## Exercise objective
Reproduce word for word the portion of the Sukhothai pad Thai review that begins with the words containing "Uber Eats’ menus" and ends with "a new selection.".

## Document section

★ ★ ★

Takeaway Tales: Is Sukhothai’s shrimp pad Thai as good at home as in the restaurant?
Thanks to a flood of food delivery apps, it’s now easier than ever for the hungry and housebound to order almost any dish from almost any restaurant. But just because you can order something, should you? We’re taste-testing some of the most popular cravings in town to see how the entrees hold up, and how the at-home version compares to the dining-in experience. Along the way, we’re test-driving the apps that bring the dishes to your door. First up:
What were we in the mood for?
Pad Thai with shrimp from Sukhothai, the de facto choice for downtown Torontonians hungry for Thai (in competition with rival Khao San Road).
What’s the food like at the restaurant?
It’s too big to finish in one sitting. First, a server asks me how hot I want it, and checks if I’m allergic to nuts or cilantro. The mountain of noodles comes with six plump shrimp, a light sprinkling of peanuts, bean sprouts and scallions, with bits of tofu and egg strewn throughout. There’s also a bowl of roasted chili oil, the salty condiment packing an additional toasty, nutty crunch. The noodles are sweet first, tart second, and spicy third, the flavour of tamarind lingering more than any other.
Sold. Now, how was the app’s selection and ordering process?
Uber Eats’ menus are distinguished by spectacular custom photos for each restaurant and most of the individual dishes. When you open the app, the first results are items that can be delivered in 25 minutes or less, which is helpful if you’re in a rush for food. (But not so hungry that you want to get dressed: some of these places are literally on my street, and I could be eating in under 10 minutes.) Another tab highlights restaurants that are new to the service, which keeps things interesting for regular users who crave a new selection.

★ ★ ★

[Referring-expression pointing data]
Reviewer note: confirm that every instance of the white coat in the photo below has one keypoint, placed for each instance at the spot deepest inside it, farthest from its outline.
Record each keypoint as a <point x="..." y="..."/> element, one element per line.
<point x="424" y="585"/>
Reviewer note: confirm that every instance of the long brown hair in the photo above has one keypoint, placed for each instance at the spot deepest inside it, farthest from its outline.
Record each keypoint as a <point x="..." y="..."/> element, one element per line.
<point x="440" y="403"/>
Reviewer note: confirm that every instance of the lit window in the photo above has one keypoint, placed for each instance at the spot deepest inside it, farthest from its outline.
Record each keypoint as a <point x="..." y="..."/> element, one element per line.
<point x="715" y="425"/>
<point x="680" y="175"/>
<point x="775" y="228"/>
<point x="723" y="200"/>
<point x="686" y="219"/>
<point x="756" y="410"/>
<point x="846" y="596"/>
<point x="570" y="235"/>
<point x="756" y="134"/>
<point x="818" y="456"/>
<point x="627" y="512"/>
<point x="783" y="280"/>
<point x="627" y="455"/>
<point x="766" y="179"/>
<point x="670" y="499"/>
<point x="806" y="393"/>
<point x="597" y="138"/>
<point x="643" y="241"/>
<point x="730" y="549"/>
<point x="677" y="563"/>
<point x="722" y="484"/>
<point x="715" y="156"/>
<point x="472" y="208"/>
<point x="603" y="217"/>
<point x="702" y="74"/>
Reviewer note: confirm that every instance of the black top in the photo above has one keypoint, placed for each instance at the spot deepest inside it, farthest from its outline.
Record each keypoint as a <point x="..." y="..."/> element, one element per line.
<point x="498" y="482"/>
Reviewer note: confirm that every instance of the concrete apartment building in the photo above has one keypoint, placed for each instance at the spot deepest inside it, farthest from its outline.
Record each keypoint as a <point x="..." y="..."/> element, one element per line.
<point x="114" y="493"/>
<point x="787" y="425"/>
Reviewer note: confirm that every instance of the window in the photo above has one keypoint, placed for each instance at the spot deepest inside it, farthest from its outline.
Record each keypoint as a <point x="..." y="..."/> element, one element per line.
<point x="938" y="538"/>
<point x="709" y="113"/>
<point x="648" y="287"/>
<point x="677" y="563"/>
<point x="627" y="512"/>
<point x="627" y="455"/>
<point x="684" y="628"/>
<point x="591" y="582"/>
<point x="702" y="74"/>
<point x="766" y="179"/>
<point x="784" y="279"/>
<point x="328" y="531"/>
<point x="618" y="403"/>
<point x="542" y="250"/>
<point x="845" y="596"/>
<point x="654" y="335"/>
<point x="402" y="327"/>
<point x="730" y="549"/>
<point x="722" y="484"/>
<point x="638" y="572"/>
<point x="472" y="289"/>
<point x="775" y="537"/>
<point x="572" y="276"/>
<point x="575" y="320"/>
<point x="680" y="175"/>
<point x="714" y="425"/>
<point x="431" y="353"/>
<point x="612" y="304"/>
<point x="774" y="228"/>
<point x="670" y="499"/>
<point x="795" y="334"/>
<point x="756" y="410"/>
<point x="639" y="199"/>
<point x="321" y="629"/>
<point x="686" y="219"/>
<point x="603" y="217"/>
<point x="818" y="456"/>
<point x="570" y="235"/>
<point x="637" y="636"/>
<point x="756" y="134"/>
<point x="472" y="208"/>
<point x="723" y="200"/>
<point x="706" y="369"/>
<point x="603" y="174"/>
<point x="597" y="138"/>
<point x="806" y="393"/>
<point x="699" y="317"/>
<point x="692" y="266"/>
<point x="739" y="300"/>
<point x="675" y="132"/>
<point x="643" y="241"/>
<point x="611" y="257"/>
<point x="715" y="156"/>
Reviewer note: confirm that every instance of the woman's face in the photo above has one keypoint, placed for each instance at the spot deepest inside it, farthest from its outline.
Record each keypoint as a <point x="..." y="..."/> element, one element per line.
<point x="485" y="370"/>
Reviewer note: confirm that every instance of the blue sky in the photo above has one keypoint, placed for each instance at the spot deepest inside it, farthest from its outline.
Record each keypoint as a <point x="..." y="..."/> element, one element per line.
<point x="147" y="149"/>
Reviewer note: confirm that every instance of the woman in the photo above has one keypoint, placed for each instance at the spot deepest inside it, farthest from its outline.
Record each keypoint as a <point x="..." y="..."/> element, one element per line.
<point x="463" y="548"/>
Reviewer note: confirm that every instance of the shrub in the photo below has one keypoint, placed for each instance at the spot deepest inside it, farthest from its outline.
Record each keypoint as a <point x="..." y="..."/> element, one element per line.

★ ★ ★

## Response below
Uber Eats’ menus are distinguished by spectacular custom photos for each restaurant and most of the individual dishes. When you open the app, the first results are items that can be delivered in 25 minutes or less, which is helpful if you’re in a rush for food. (But not so hungry that you want to get dressed: some of these places are literally on my street, and I could be eating in under 10 minutes.) Another tab highlights restaurants that are new to the service, which keeps things interesting for regular users who crave a new selection.